* TASK OBJECTIVE: Repeat each entry below without omitting a single word.
::::
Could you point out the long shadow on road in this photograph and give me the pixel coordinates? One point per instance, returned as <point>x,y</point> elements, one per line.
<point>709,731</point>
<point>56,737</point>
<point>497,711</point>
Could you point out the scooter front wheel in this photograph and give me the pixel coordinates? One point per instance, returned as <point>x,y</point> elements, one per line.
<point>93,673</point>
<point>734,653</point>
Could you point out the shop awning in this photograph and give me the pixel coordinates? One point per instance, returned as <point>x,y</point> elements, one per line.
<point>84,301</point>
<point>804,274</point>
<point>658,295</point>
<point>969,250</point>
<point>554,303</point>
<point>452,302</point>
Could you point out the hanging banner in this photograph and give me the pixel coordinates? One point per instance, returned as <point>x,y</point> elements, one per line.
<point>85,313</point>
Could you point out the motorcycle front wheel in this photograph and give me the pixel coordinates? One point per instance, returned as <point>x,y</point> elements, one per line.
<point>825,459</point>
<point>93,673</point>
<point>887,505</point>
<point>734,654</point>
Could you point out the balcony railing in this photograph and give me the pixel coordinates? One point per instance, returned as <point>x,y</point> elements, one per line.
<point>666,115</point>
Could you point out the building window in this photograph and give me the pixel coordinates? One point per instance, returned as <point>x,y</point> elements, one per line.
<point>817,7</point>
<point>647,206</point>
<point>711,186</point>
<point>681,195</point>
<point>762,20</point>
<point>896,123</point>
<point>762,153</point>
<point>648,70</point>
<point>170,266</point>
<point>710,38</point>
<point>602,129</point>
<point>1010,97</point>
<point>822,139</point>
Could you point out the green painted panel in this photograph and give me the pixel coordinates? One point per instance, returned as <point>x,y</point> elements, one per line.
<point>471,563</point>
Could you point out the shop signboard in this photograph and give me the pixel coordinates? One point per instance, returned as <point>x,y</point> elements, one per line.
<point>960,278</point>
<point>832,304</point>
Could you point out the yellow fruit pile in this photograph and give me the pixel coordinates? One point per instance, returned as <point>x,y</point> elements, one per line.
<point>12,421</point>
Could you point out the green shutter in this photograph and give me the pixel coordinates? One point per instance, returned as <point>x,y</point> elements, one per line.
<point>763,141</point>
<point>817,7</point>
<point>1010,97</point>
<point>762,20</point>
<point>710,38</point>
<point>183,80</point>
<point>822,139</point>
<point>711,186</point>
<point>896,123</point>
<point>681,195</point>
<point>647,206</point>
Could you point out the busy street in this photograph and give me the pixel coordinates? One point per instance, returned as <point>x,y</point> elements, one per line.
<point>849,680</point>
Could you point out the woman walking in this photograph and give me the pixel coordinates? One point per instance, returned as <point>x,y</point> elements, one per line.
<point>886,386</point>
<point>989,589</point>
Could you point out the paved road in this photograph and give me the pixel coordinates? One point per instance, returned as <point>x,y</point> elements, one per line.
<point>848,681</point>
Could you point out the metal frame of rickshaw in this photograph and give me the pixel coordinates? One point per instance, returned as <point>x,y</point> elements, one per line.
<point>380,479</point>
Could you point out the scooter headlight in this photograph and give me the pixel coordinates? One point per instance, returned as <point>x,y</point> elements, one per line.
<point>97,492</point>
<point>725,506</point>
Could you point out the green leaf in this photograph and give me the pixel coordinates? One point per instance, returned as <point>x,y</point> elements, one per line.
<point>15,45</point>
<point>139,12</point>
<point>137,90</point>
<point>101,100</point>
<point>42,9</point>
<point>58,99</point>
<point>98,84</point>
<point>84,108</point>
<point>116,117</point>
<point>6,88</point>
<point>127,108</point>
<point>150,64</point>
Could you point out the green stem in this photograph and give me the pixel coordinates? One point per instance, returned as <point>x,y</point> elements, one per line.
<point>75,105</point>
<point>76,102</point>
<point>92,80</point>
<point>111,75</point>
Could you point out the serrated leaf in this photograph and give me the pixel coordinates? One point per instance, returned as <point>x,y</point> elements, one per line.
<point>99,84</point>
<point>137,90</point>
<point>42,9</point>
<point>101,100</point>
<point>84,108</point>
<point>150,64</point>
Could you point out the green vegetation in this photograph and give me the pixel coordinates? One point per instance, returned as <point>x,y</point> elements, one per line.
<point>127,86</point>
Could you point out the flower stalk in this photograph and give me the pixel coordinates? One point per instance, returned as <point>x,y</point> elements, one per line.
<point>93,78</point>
::::
* OUTPUT OF THE EXERCISE:
Could you point out the long shadow on road in this photograph and give me the pixel coordinates? One point per instance, returned as <point>x,y</point> elements, one per line.
<point>709,731</point>
<point>56,737</point>
<point>497,711</point>
Could you point out the scooter front wheel in this photograph and give me the pixel coordinates? One point per instance, returned as <point>x,y</point> elements, one per line.
<point>93,673</point>
<point>734,653</point>
Could you point out the shop awning in this photograph and give me the pixel coordinates? One point per instance, returned as <point>x,y</point> elements, one per line.
<point>84,301</point>
<point>804,274</point>
<point>658,295</point>
<point>969,250</point>
<point>554,303</point>
<point>452,302</point>
Could you point out the hanging banner in this photograph and give me the pixel coordinates? One point per instance, returned as <point>x,y</point> elements, one per line.
<point>85,313</point>
Could you point out the motorcycle front wheel in this photograph and give me the pixel coordinates? One point per instance, returned as <point>x,y</point> elements, one per line.
<point>825,459</point>
<point>93,673</point>
<point>887,505</point>
<point>734,654</point>
Could you point out the balcony railing in this photograph and give me the pixel coordinates? One point per instance, returned as <point>x,y</point> elements, one per line.
<point>666,115</point>
Could you point out the building window in this photograph and give me the pixel coordinates? One point per instance, returned as <point>x,y</point> elements, one per line.
<point>817,7</point>
<point>647,206</point>
<point>711,186</point>
<point>681,195</point>
<point>762,20</point>
<point>896,123</point>
<point>762,153</point>
<point>648,70</point>
<point>170,266</point>
<point>710,38</point>
<point>602,129</point>
<point>1010,97</point>
<point>822,139</point>
Could you point out the green painted panel in this photograph and give me the pixel coordinates? One point per instance, returned as <point>x,y</point> elements, one per line.
<point>471,563</point>
Could you point out the shop signboard in this photograph and give me the pixel coordinates? One point per instance, returned as <point>x,y</point> elements, one per line.
<point>960,278</point>
<point>832,304</point>
Could you point out the yellow fruit pile in this photograph and give me the pixel coordinates? One point per instance, returned as <point>x,y</point> elements, one per line.
<point>12,421</point>
Could you point out the green shutter in this photograph and give me the pixel coordinates? One point per instance, returned as <point>x,y</point> elements, one per line.
<point>763,141</point>
<point>817,7</point>
<point>1010,97</point>
<point>762,20</point>
<point>710,38</point>
<point>183,80</point>
<point>822,139</point>
<point>711,186</point>
<point>896,123</point>
<point>681,195</point>
<point>647,206</point>
Could you point out the busy street in this photograph and give me the pixel coordinates? One point per instance, returned as <point>x,y</point> elements, one per line.
<point>849,680</point>
Could you point out the woman walking in this photograph and give me the pixel coordinates? One point per instance, returned as <point>x,y</point> elements, one per line.
<point>886,386</point>
<point>989,589</point>
Could you point out the paved road in this photograph and give me the pixel coordinates? One point per instance, returned as <point>x,y</point> elements, one per line.
<point>848,681</point>
Could you point out the metal frame of rickshaw in this photograph and give me the pixel coordinates? One point per instance, returned as <point>x,y</point> elements, one per line.
<point>380,479</point>
Could you point out the scooter headlight in this photograph and give me the pixel coordinates? One point per instance, returned as <point>x,y</point> elements, one per line.
<point>97,492</point>
<point>725,506</point>
Could you point out the green leaf in this photograph and give me the pixel coordinates? One point per instance, returned as <point>x,y</point> elements, one per line.
<point>15,45</point>
<point>139,12</point>
<point>137,90</point>
<point>101,100</point>
<point>42,9</point>
<point>58,99</point>
<point>98,84</point>
<point>84,108</point>
<point>116,117</point>
<point>6,88</point>
<point>127,108</point>
<point>150,64</point>
Could you point out the green stem in this photograph and give me the pixel coordinates? One point per instance, returned as <point>x,y</point> elements, one per line.
<point>75,105</point>
<point>76,102</point>
<point>92,80</point>
<point>111,75</point>
Could you point out the serrated leaf in this photograph and give me the pixel coordinates? One point per instance, returned as <point>x,y</point> elements, one per line.
<point>99,84</point>
<point>137,90</point>
<point>42,9</point>
<point>101,100</point>
<point>84,108</point>
<point>150,64</point>
Could you point out the green vegetation in this photograph and give me the pixel coordinates? One point per instance, returned as <point>x,y</point> elements, one per line.
<point>127,86</point>
Could you point out the flower stalk in this photograph and give me the pixel coordinates? One point per instance, returned as <point>x,y</point> elements, one per line.
<point>93,78</point>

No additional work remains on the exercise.